What needs to be done: In the source excerpt, rewrite the paragraph beginning "Because past government shutdowns were relatively brief" as a short bulleted list that keeps its main facts.

═════ Source excerpt ═════

Because past government shutdowns were relatively brief, financial market players tend to see them as a nuisance rather than a crisis. During the 1995–96 episode, the dollar did not fall, nor did the S&P 500 stock index. In fact, they both went up, as you can see on the chart below. The 10-year note, already in a yield downtrend, showed no panic. Reuters reports the yield index at 5.935% on Nov 14, 1995 and 5.673% on January 8, 1996. The same thing happened in 2013. For this reason, financial market analysts don’t take US government shutdowns very seriously.
US Dollar Index vs. S&P 500 Index Chart

US Dollar Index (Black) and S&P 500 Index (Red) during 1995–96 US Government Shutdown (two sessions defined with blue vertical lines). Source: Reuters.

But it would be a different kettle of fish if it were the President and not Congress refusing to sign a budget and thus shutting down the government. Global markets might well respond badly to President Cruz exercising executive power in this manner. It would look like dictatorial fascism. Confidence in the US and American assets would suffer. At this point in time, however—mid-February 2016—candidate Cruz is losing popularity and not likely to become the Republican choice.
National Security

The term “national security” is a proxy for ramped up military spending and saber-rattling, if not outright military excursions. Aside from the libertarian candidate Rand Paul, who has pulled out of the race, every Republican candidate has promised a major military initiative in the Middle East to beat ISIS into the ground. We should note that once a contender becomes the selected official candidate, he is favored with briefings from the military establishment—and the candidate changes his tune, or at least the tune becomes more nuanced.

Over-the-top, macho militarism is a long-standing feature of the Republican political play-book but we set it aside at our peril. It’s likely that candidate Jeb Bush is failing to gain traction in polls and in the primaries in part because he chooses to employ the same foreign affairs advisors that his brother George W. Bush used to get the US into the Iraq war.

It’s of no little interest that leading candidate Trump opposed the Iraq war and asserts the US must not only win any war, but also win the peace. He says if the US can’t do both, it needs to stay out. This contradicts his other statements about bombing the Iraqi oilfields (and any civilians who happen to be around) to defeat ISIS. Trump has also said mutually exclusive things about “taking on” Russian leader Putin. In December 2015, Putin praised Trump, a strange event. Nobody can remember a world leader praising a presidential candidate. It’s likely that because both men are raging narcissists, they actually do understand one another.

If we accept the view that Putin’s overriding goal is to restore the grandeur and power of the now-failed Russian/Soviet empire, if not its geographical reach, we must admit this is something Trump can easily understand and perhaps accommodate. In other words, Trump can appreciate that Putin wants to “make Russia great again” just as Trump seeks to “make America great again. That might be fine with Trump as long as Putin doesn’t step on American toes. We can even imagine an informal alliance of the US and Russia on some matters of mutual interest, including Syria and relations with China—not to mention North Korea and perhaps Afghanistan. This is one of the reasons the neo-conservatives, who instigated and supported the Iraq war, would like another one, and are trying to keep the Cold War going—oppose Trump.

═════ Information provided ═════

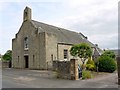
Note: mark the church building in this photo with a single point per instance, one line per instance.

═════

Exercise output:
- Past US government shutdowns were fairly brief, so financial market players treat them as a nuisance, not a crisis.
- In the 1995–96 shutdown, neither the dollar nor the S&P 500 fell; both rose.
- The 10-year note, already in a yield downtrend, showed no panic: Reuters puts its yield index at 5.935% on November 14, 1995 and 5.673% on January 8, 1996.
- The same pattern occurred in 2013.
- As a result, financial market analysts do not take US government shutdowns very seriously.